**Provided passage**.
I feel like the obligation comes from the fact that you just have to comport yourself in a certain way, both as the kind of host, moderator, questioner, and less as a debater.
And, you know, it is different when you have, say, like a politician on your show and you're doing like an eight-minute hit and you're there, you have a set of three or four questions that you want to challenge the person on and follow up.
I have had ones like that.
I've had RFK Jr. on the show where we were in agreement with a lot of things, but the Israel section was a little bit feisty at the time he was running for president.
So I felt a lot more, you know, unrestrained in my ability to press him and to insist on answers and press him on inconsistencies.
But when I invite somebody on the show, especially somebody who's controversial or who has different views, and I've invited people on the show who have defended Israel's war in Gaza multiple times.
And I feel like I conducted myself the same way, much differently than I would if I were debating them with a moderator, which is you ask them the questions that you think they ought to answer.
You kind of insist on an answer if they don't actually answer it.
You can follow up.
You can say, look, no, the question was this, you didn't really answer.
But at the end of the day, I don't feel like I'm here to debate the person.
I don't feel like I'm here to prove the person wrong.
I feel like the purpose of it is to allow the person to come and express their views and have to answer hard questions.
And I do feel like I press Nick on multiple areas, not just the censorship issue, but also the kind of theoretical foundation for his views on race, why modern day immigration is different than immigration from the past.
I kind of insisted on specificity about what his political project is to not allow him to kind of resort to trolling or to a sort of rhetoric that winks and nods.

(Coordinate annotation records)
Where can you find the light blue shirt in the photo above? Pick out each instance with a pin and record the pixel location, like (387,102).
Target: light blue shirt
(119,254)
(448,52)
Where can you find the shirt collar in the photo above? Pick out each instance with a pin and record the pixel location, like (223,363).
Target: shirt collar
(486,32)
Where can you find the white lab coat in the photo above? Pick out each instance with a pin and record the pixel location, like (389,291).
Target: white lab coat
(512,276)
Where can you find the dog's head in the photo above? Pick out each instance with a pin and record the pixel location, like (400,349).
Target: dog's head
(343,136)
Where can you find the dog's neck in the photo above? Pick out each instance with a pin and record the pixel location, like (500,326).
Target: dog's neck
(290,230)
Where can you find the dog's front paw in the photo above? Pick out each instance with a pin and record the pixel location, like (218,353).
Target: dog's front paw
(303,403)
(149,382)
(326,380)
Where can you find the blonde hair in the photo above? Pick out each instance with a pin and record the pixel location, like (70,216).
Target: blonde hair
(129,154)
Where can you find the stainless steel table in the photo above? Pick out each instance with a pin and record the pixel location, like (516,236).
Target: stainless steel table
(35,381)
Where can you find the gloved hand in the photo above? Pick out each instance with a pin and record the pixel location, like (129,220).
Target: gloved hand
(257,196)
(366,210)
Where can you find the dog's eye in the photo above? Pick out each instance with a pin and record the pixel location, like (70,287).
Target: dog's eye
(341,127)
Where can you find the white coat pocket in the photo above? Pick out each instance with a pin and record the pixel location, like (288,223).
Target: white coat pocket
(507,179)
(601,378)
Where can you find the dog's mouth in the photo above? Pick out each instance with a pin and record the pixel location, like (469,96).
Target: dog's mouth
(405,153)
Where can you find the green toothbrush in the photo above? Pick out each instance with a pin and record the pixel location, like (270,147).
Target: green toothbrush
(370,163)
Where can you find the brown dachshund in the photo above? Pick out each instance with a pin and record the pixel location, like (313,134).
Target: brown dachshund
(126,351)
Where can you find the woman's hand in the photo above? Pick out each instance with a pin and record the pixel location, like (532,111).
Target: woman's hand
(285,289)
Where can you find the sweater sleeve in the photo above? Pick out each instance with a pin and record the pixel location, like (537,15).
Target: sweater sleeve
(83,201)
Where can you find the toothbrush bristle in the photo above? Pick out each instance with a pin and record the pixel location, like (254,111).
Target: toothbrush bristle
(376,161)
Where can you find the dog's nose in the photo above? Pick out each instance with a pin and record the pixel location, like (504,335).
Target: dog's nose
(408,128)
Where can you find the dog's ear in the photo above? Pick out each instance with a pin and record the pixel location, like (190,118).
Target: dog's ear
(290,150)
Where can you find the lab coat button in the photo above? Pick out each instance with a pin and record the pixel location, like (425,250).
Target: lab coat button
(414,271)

**Objectives**.
1/ In the passage on interviewing guests, which section of the RFK Jr. interview does the speaker call feisty?
2/ Output the part of the passage on interviewing guests starting at "So I felt a" and ending at "debate the person.".

**Exercise answers**.
1/ The Israel section.

2/
So I felt a lot more, you know, unrestrained in my ability to press him and to insist on answers and press him on inconsistencies.
But when I invite somebody on the show, especially somebody who's controversial or who has different views, and I've invited people on the show who have defended Israel's war in Gaza multiple times.
And I feel like I conducted myself the same way, much differently than I would if I were debating them with a moderator, which is you ask them the questions that you think they ought to answer.
You kind of insist on an answer if they don't actually answer it.
You can follow up.
You can say, look, no, the question was this, you didn't really answer.
But at the end of the day, I don't feel like I'm here to debate the person.